▶ **TASK SET**
a: Answer these questions from the passage on early YouTube, each on its own line:
(i) Who wrote the 2006 New York Times article about YouTube?
(ii) How many of the 50 most popular videos on YouTube are official high-budget music videos?
(iii) What did Lil BUB launch, and at which magazine?
b: Extend the passage on early YouTube, picking up right after its last sentence.

▶ **SUPPLIED PASSAGE**
⁂

A 2006 New York Times article on the scrappy new video site 'YouTube' shows how much (and little) has changed
In 2006, the New York Times ran an article entitled "Now Playing on YouTube: Web Videos by Everyone." Writer Virginia Heffernan took some hard stances about what the video site, still only a year old, was suited for.
"Skinny guys with moppy hair in modest houses have officially staked their claim to the latest medium for short, loud adolescent messages," she writes.
That medium: YouTube.
In the nine years since the article ran, some of Heffernan's musings - and other writers', as discovered by Digg - have calcifed as hard truths, while others have evaporated into the ether.
In any case, the evolution of the world's largest video-hosting platform shows us how unique, and fleeting, internet culture can be.
"It's not semi-nudes or celebrity satire or kittens' antics that dominate the most-viewed list at YouTube.com, the popular clearinghouse for international homemade video," Heffernan wrote.
While 46 of the 50 most popular videos on YouTube today are official high-budget music videos, homemade videos, particularly those featuring celebrity impersonations and painfully cute cats, are practically magnetic.Indeed, the "kitten antics" Heffernan was left searching for in 2006 have since garnered celebrity status.
Just recently, the adorably upset Grumpy Cat (subscriber count: 216,696) "threw out" the first pitch at an Arizona Diamondbacks game. Not to be outdone, her YouTube companion Lil BUB (subscriber count: 173,224) just launched her own advice column at NYLON magazine.
"Videos with Asian and Asian-American themes get heavy play," she notes.
In 2006, that looked like "anime clips and trailers, weird work like 'Korean Madness,' and the much-emulated comic stylings of 'two chinese boys,' who have multiple entries on the site," Heffernan says. She calls them "the bread and butter of YouTube."

⁂

▶ **RECORD EXCERPTS**
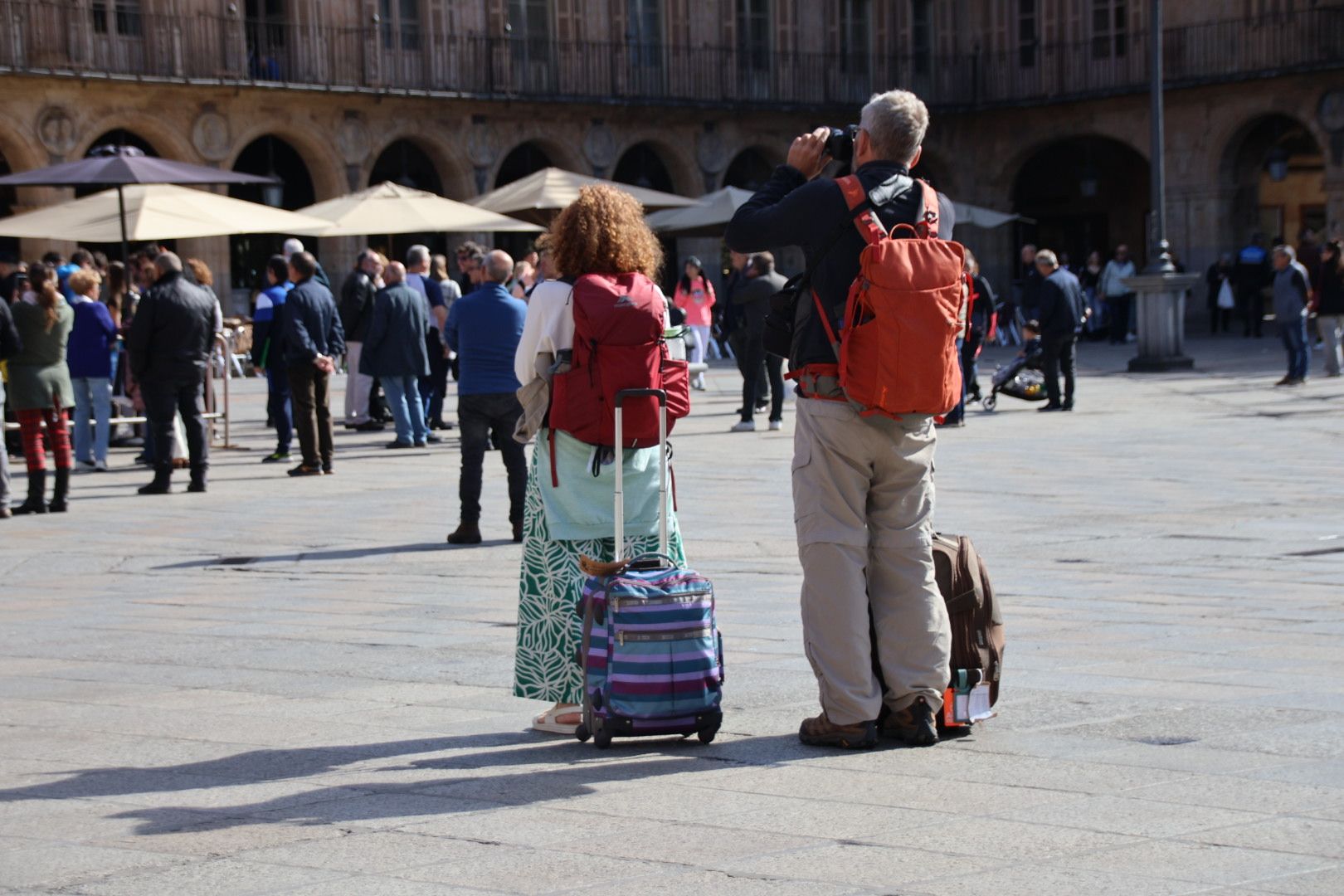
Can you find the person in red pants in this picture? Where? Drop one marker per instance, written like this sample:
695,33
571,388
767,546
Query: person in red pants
39,387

⁂

▶ **EXERCISE RESULTS**
a:
(i) Virginia Heffernan
(ii) 46
(iii) An advice column at NYLON magazine

b:
The channel she is referring to, Blingchachink, is now a ghost town. None of the channel's five videos was uploaded later than 2006.
However, the spirit of Heffernan's observation may still hold true.
The most-viewed video of all-time is the 2012 uber-hit "Gangnam Style," by the Korean artist PSY. It was the first YouTube video to reach one billion views and (as of this writing) is currently pushing 2.42 billion. PSY's other smash, "Gentleman," released a year later, is the 16th-most-viewed, with just shy of 874 million.
Those kinds of numbers were unimaginable when YouTube first launched. At the time Heffernan was writing, the most popular video on the site was the "Pokémon Theme Music Video," with just 6.8 million views.
Though, the Times might have missed the mark back when Smosh first began. "Mr. Padilla and Mr. Hecox are viral video's Matt and Ben," Heffernan wrote, referring to the Damon and Affleck variety.
For all the changes to YouTube since its inception - a buyout from Google, the addition of lucrative paid channels, live-streaming political debates - one thing will never change, as Heffernan observes in Smosh's famed Pokémon video.
"Judging from the effusive if subliterate comments section, it's not disliked by anyone, which is rare," she writes. "The comments section can be harsh."